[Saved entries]

────────────────────────────────────────

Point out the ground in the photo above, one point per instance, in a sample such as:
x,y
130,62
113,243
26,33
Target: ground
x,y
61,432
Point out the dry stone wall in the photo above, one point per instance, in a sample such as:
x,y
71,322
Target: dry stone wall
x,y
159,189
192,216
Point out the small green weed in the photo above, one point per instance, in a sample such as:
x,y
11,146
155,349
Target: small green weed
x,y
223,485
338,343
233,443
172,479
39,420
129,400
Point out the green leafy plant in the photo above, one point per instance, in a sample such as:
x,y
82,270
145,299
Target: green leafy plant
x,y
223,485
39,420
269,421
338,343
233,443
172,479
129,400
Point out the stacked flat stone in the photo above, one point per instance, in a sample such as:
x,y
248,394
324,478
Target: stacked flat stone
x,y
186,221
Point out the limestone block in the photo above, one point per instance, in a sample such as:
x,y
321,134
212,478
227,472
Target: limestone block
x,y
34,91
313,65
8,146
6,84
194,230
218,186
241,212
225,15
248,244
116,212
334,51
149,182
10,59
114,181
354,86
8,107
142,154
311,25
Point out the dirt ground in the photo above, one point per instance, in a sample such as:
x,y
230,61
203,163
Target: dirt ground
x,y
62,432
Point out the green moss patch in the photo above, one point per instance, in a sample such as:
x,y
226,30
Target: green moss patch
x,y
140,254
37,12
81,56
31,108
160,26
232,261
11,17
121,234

────────────────────────────────────────

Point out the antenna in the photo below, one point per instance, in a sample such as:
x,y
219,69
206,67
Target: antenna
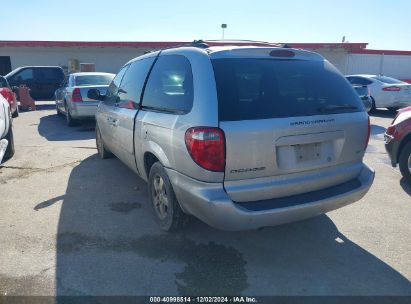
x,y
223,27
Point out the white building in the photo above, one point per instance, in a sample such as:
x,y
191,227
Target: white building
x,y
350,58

────────────────────────────────────────

What this task involves
Collect every line above that contains the word "instance".

Exercise output
Point out the ground in the photo above, one point per instance, in a sample such as:
Point out the dry stone wall in the photo above, one point per instance, in a sample such as:
Point out the small green weed in the photo above, one point per instance, in a sample such as:
Point out the green leafy plant in the photo above, one point per instance, in a sample such as:
Point out the stacked flat stone in the photo above, one point per instance, in a sample such as:
Point out the limestone block in the photo above, one point per instance, in a sample such as:
Point out the dirt ground in the photo above, one point per instance, in a sample such as:
Point out the green moss patch in the photo above, one point per instance, in a sample such as:
Point out the antenna in the photo below, one point per instance, in a sample such as:
Point out the white building in the photo above, one point per instance, in a sample such as:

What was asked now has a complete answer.